**INSTRUCTIONS FOR THE TASK:** Which lines of the records below contain the string "headphones"? Copy each of those lines, treating case as significant.

**Image point annotation entries:**
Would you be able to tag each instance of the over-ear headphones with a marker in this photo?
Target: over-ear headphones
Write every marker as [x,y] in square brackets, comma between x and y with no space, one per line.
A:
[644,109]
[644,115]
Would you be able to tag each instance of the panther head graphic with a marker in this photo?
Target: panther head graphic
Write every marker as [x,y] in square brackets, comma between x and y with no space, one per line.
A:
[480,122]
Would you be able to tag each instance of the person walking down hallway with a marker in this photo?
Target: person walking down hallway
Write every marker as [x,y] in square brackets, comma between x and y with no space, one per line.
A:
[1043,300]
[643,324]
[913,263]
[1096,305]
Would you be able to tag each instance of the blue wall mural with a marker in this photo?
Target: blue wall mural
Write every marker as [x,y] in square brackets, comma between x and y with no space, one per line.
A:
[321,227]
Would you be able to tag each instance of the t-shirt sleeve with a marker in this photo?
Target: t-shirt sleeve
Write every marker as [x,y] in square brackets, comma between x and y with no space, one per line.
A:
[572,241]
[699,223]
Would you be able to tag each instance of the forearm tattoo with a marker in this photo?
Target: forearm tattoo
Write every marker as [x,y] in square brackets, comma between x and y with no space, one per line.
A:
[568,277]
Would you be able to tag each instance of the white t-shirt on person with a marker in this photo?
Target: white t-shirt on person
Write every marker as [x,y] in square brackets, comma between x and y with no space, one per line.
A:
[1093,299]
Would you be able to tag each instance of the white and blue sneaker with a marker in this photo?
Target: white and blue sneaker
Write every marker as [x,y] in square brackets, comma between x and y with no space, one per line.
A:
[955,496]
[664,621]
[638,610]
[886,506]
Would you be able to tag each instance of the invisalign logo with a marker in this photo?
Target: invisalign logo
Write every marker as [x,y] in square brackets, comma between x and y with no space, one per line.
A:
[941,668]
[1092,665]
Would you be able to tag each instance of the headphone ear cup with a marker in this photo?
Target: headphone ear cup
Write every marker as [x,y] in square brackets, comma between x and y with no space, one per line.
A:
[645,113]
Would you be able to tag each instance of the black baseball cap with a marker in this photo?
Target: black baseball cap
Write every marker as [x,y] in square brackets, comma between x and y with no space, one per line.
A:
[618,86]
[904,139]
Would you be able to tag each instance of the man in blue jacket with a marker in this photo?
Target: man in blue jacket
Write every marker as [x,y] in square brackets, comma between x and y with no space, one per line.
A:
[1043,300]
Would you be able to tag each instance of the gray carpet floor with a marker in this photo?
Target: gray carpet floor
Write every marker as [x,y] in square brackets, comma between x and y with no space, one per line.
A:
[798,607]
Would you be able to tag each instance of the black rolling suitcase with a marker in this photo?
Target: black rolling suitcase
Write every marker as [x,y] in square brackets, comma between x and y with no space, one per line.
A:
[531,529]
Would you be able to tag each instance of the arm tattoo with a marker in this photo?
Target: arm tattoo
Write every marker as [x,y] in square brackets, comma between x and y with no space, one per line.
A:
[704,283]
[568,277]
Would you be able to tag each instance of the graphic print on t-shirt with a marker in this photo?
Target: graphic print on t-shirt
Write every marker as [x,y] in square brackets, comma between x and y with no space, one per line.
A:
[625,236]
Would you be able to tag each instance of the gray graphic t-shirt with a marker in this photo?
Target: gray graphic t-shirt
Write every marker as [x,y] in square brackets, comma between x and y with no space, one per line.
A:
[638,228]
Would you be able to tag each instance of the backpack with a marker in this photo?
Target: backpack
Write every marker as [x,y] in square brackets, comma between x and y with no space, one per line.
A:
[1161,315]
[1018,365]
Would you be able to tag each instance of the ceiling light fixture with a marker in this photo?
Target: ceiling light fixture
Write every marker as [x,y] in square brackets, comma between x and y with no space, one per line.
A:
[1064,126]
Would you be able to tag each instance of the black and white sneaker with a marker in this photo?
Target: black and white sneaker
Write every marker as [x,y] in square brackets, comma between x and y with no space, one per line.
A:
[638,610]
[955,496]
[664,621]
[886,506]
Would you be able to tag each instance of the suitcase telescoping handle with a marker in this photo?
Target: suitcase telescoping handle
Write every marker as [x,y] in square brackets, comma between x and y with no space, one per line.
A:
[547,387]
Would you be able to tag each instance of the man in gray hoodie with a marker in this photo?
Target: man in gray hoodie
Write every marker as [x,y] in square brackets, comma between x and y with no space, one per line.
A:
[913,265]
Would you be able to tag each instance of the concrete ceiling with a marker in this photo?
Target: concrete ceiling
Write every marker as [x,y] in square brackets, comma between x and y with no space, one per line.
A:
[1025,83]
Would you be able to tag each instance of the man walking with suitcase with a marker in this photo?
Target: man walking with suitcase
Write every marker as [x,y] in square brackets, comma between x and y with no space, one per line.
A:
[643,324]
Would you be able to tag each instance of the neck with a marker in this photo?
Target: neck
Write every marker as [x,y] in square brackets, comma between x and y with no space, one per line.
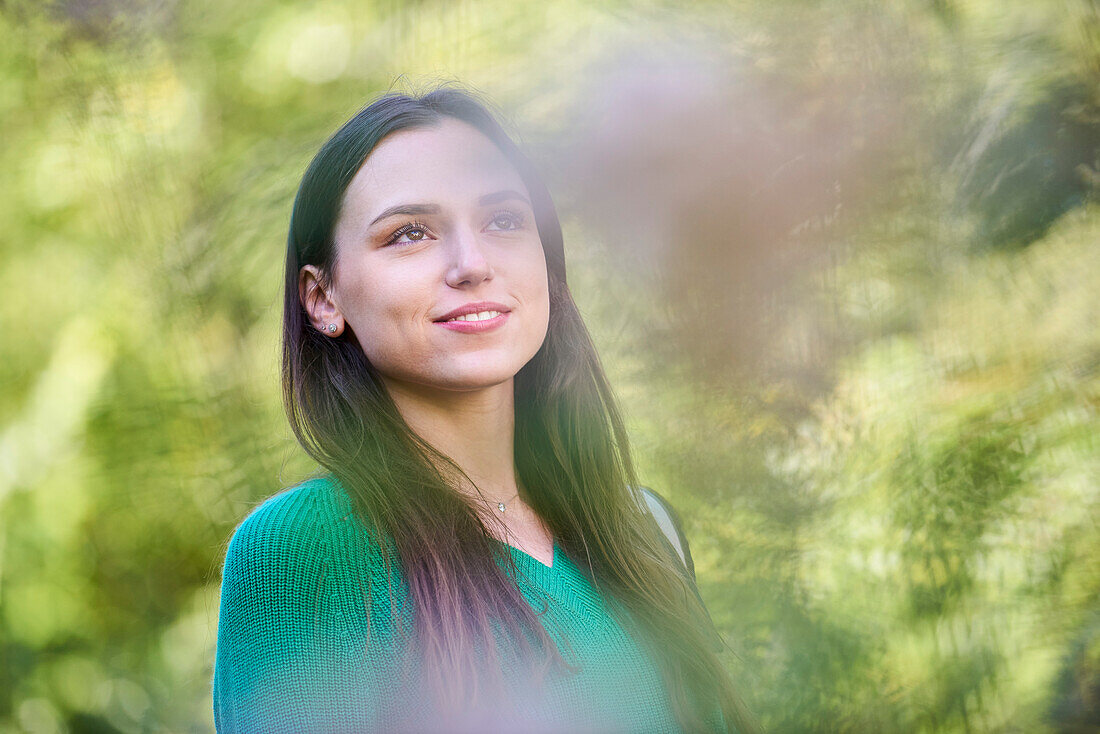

**RESULT:**
Would you be able to tag each instance of the over-ear headphones with a marker in this photo?
Target: over-ear headphones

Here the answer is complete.